§ **Task description**: Turn every line of the listing below into a numbered list, dropping any blank lines.

§ **Information shown**:
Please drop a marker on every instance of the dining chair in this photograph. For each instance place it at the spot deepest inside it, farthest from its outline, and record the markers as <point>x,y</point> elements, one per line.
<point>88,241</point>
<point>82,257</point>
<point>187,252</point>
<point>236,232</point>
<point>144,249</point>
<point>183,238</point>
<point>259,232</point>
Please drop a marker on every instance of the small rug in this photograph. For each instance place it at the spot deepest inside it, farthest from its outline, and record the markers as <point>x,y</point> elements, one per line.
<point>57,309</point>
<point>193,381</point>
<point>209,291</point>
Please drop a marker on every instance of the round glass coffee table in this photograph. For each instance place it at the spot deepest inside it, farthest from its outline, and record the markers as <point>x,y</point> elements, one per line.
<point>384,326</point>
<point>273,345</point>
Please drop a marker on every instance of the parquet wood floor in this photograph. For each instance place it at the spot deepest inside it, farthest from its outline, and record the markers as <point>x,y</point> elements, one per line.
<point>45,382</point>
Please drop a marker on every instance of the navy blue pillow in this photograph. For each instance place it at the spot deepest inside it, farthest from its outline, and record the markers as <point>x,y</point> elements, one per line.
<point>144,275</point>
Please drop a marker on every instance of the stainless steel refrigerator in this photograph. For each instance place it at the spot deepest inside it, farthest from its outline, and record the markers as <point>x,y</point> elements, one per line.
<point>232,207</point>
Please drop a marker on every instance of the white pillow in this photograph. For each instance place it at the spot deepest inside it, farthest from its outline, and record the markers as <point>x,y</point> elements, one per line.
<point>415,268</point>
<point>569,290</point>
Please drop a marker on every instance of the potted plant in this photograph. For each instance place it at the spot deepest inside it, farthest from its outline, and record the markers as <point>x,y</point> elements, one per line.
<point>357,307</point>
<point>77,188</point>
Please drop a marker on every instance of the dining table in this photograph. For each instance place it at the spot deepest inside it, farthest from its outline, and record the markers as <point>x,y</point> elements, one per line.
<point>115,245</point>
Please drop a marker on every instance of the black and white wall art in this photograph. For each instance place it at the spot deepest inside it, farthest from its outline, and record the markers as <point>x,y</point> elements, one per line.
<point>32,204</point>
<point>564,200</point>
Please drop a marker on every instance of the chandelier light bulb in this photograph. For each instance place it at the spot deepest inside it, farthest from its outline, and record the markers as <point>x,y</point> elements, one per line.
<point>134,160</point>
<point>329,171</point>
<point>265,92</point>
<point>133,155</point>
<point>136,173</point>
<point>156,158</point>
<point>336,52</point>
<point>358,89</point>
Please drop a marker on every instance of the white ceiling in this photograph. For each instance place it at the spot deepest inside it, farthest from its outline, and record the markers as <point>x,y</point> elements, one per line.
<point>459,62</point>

§ **Task solution**:
1. Please drop a marker on every instance of the dining chair in this photograph. For each instance place it at the spot deepest inside it, farthest from its outline, and record the markers as <point>x,y</point> elements, one per line.
2. <point>88,241</point>
3. <point>82,257</point>
4. <point>187,252</point>
5. <point>236,232</point>
6. <point>144,249</point>
7. <point>183,238</point>
8. <point>259,232</point>
9. Please drop a marker on every instance of the small rug in this photograph. For each instance place it at the spot deepest inside it, farthest from its outline, and record the markers as <point>x,y</point> elements, one per line.
10. <point>57,309</point>
11. <point>193,381</point>
12. <point>209,291</point>
13. Please drop a marker on every instance of the round glass coffee table in this photograph. For each instance place it at the spot deepest inside it, farthest from its outline, and record the markers as <point>x,y</point> elements, one per line.
14. <point>384,326</point>
15. <point>273,345</point>
16. Please drop a marker on every instance of the parquet wood floor in this photograph. For each instance place it at the spot deepest inside it, farthest from its outline, and record the markers as <point>x,y</point> elements, one per line.
17. <point>45,382</point>
18. Please drop a marker on every instance of the navy blue pillow in this photograph. For each instance place it at the spot deepest inside it, farthest from its outline, and record the markers as <point>x,y</point> elements, one per line.
19. <point>144,275</point>
20. Please drop a marker on every instance of the stainless steel refrigerator in this photograph. For each instance place it at the spot deepest inside it, farthest from its outline, and record the markers as <point>x,y</point> elements, one per line.
21. <point>232,207</point>
22. Please drop a marker on every instance of the white pillow in this photograph. For each instance place it at the spot deepest inside it, farthest from its outline, and record the markers as <point>x,y</point> elements, one per line.
23. <point>415,268</point>
24. <point>569,290</point>
25. Please drop a marker on every instance of the potted plant in this photograph. For each instance place it at the spot deepest inside it, farthest from its outline, and record the markers as <point>x,y</point> elements, one per line.
26. <point>357,307</point>
27. <point>77,188</point>
28. Please drop a marker on every instance of the dining table in this photograph. For each instance place it at the spot deepest inside it, farthest from its outline, and record the markers as <point>x,y</point> elements, one per line.
29. <point>115,245</point>
30. Please drop a marker on every instance of the black and white wall art in this photograph. For each instance place it at the spot deepest inside it, farthest from its outline, and record the markers as <point>x,y</point> elements, one per line.
31. <point>32,204</point>
32. <point>564,200</point>
33. Please drop a marker on every instance of the chandelier light bulb in this photograph. For each instance place it at the spot deepest inside it, farthest from its outline, and record the markers as <point>x,y</point> elements, one per line.
34. <point>134,160</point>
35. <point>329,171</point>
36. <point>265,92</point>
37. <point>133,155</point>
38. <point>136,173</point>
39. <point>156,158</point>
40. <point>336,52</point>
41. <point>358,89</point>
42. Please drop a marker on every instance of the white ceiling in this photograph. For each instance place it at the spot deepest inside it, farthest from its outline, and record the markers as <point>x,y</point> elements, one per line.
43. <point>459,62</point>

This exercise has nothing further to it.